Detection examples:
** Start **
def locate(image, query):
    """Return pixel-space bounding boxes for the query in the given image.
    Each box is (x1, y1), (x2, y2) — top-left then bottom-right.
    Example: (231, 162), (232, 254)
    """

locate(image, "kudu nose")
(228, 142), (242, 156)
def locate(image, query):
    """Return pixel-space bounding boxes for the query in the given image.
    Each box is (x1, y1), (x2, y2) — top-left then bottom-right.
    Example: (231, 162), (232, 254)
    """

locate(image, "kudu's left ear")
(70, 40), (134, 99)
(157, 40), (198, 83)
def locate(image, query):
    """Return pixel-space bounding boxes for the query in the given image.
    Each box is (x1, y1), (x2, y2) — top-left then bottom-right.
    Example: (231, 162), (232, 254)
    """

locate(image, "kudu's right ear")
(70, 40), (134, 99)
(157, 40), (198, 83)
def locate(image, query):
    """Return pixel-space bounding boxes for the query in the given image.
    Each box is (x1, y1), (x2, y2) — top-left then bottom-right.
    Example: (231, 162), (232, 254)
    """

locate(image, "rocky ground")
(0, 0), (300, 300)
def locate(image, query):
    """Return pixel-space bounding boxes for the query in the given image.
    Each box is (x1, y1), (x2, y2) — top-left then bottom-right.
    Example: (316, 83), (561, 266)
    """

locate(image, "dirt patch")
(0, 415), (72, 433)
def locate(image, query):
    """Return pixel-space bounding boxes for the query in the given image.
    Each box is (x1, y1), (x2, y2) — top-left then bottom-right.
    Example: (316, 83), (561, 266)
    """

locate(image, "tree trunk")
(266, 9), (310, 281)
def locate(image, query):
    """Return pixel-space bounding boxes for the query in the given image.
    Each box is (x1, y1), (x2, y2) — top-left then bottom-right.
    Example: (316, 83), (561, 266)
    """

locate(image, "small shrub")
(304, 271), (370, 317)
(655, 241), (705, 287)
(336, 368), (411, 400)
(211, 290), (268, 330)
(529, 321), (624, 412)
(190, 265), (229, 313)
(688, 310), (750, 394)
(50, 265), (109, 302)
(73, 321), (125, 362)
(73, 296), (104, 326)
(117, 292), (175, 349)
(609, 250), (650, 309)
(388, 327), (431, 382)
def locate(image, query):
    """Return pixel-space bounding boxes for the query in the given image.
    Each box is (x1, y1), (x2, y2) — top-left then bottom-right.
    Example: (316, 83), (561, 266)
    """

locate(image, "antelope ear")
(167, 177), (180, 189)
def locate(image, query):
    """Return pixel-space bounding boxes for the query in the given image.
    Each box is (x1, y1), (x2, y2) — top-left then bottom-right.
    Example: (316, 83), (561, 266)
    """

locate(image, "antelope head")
** End **
◆ **REQUIREMENT**: Tally the lines of the records above that include the string "kudu". How many are there? Answer with the number only.

◆ **RIGHT ANSWER**: 3